Data for this task ->
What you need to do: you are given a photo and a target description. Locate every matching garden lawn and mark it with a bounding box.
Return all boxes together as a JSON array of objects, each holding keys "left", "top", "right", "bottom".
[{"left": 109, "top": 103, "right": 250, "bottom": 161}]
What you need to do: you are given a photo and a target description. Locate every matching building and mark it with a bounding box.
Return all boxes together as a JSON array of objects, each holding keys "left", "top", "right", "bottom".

--

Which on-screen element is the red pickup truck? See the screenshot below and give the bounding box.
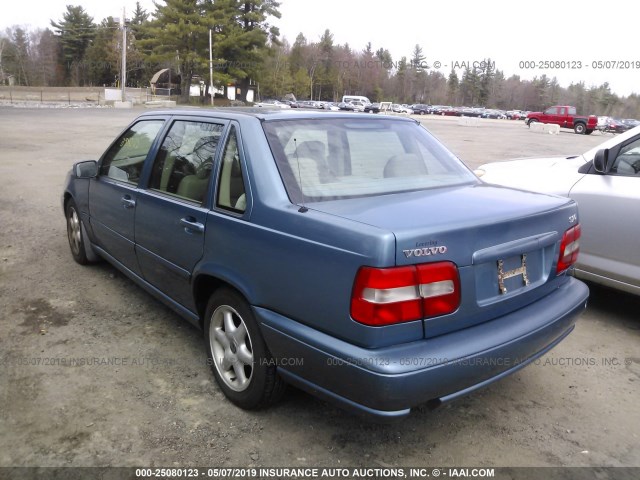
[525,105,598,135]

To do -> Starting with the line containing "Which on-screen element" and going on through the line containing "[525,105,598,135]", express those records as a two-column CSV with the columns "prompt" and "response", one row per record. Put each field in quotes with line breaks replaced by spaces, and omit the pictures.

Solution ->
prompt,response
"Which on-screen element is the red pickup truck? See the screenshot below and give the bounding box.","[525,105,598,135]"